Information given:
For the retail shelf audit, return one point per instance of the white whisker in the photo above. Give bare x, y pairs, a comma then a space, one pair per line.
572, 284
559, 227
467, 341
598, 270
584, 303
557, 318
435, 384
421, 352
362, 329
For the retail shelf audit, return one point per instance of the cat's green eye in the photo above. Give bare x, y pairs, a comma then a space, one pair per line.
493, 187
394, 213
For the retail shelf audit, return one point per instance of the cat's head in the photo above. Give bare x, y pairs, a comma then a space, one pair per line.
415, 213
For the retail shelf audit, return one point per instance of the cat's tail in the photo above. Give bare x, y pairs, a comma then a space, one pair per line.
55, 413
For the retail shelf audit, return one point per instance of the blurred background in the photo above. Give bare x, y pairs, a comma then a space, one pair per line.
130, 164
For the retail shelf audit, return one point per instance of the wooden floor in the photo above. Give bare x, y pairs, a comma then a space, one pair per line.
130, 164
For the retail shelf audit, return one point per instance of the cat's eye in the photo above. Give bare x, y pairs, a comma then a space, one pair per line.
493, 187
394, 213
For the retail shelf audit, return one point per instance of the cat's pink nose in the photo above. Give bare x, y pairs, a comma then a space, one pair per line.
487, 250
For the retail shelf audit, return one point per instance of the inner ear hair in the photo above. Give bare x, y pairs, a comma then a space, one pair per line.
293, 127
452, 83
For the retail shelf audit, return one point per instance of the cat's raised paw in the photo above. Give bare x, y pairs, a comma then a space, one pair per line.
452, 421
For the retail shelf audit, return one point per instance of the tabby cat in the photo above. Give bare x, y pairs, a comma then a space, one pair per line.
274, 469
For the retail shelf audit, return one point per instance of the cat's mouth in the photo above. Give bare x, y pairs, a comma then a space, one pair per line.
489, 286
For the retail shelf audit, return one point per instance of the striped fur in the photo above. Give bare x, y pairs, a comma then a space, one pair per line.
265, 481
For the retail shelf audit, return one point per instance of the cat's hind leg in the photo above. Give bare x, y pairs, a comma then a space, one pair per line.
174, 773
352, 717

Exercise directions:
Begin at the line containing "the cat's mouth" and reproduce every line through the last one in the records above, exactly.

Result of this task:
For the retail shelf audit, return one point per instance of the cat's mouth in the photo above. Give bare x, y pairs, a comma then a space, one pair per line.
489, 286
For the retail shelf audit, return one point per instance of the striped fur in the photo above. Give bare x, y pairs, a comma then a space, one pair per line.
265, 481
For the retail shelf audit, return one point per instance of the cat's hind leg in the photo above. Give bare x, y pairs, a comma then a space, one pair per line.
174, 773
352, 717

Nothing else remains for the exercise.